### EXERCISE INSTRUCTIONS
**A)** Decide whether each statement below agrees with the darkroom discussion, answering yes or no and quoting the words that settle it. (i) After switching to a water bath, the writer saw enhanced adjacency effects. (ii) The writer went back to using an acetic stop bath. (iii) The writer's stock solutions have lasted more than six months.
**B)** According to the darkroom discussion, what seems a good starting time?
**C)** Using the darkroom discussion, explain why the writer switched back to an acetic stop bath.

6 minutes seems a good starting time. I think that's where I ended up using trays and hand shuffling.
6 minutes seems a good starting time. I think that's where I ended up using trays and hand shuffling.
Some years ago I read what some of the proponents of an all alkaline work flow were saying and decided to switch to a water bath. One of the advantages I hoped to see was enhancement of adjacency effects as the developer exhausted in the water stop bath.
Frankly I never saw this, but what I did see from time to time was dichroic fog on my film, which I surmise was caused by the fact that the fixer exhausted faster when the film did not first pass through an acetic stop bath.
So I switched back to an acetic stop bath, but hedged my bets to protect the stain by using it normal strength.
Sandy King
For discussion and information about carbon transfer please visit the carbon group at groups.io
[url]https://groups.io/g/carbon
How much Sodium Sulfite please ? How does it work ?
There has been some discussion of the shelf-life of the stock solutions. Mine have lasted over 6 months, and would have probably lasted longer had I removed the air with either glass marbles or a squeezable container. But now I just make my own whenever I need it. Even then, a little goes a long way.

A block of data:
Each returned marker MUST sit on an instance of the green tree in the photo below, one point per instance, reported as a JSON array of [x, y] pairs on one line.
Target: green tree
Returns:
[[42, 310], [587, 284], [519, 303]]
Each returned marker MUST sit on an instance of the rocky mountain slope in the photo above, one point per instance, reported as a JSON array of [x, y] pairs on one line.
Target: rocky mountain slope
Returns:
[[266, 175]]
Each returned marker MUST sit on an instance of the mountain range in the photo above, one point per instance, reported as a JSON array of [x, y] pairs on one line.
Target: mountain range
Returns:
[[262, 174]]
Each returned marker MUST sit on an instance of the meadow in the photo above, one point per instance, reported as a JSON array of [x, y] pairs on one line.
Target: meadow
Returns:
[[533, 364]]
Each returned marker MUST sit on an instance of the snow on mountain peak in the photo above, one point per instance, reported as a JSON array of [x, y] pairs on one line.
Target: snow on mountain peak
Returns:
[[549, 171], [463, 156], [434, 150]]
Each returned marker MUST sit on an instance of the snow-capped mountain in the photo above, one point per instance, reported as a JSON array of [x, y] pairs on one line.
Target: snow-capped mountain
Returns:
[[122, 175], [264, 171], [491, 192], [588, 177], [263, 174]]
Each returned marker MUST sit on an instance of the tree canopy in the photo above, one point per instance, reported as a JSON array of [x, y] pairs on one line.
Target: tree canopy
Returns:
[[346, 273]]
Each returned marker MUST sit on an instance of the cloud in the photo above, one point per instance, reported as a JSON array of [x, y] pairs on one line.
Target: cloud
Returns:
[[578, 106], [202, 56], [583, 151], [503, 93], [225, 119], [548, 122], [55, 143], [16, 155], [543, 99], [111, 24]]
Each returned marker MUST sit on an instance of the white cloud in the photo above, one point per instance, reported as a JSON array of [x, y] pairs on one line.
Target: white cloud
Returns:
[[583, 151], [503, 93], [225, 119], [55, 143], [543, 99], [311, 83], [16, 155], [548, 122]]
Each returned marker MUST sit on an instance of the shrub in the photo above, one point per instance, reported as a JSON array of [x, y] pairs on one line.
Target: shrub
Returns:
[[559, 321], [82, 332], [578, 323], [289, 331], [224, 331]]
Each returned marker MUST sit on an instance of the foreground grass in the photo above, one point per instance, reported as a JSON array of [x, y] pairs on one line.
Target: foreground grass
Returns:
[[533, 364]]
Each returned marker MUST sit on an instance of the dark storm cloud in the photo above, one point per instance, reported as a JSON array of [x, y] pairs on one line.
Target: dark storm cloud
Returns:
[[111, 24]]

### WRITTEN ANSWERS
**A)**
(i) No: "Frankly I never saw this"
(ii) Yes: "So I switched back to an acetic stop bath"
(iii) Yes: "Mine have lasted over 6 months"

**B)** 6 minutes seems a good starting time.

**C)** The writer sometimes saw dichroic fog on the film after using a water bath. The writer surmised that the fixer exhausted faster when the film did not first pass through an acetic stop bath, so the writer returned to the acetic stop bath.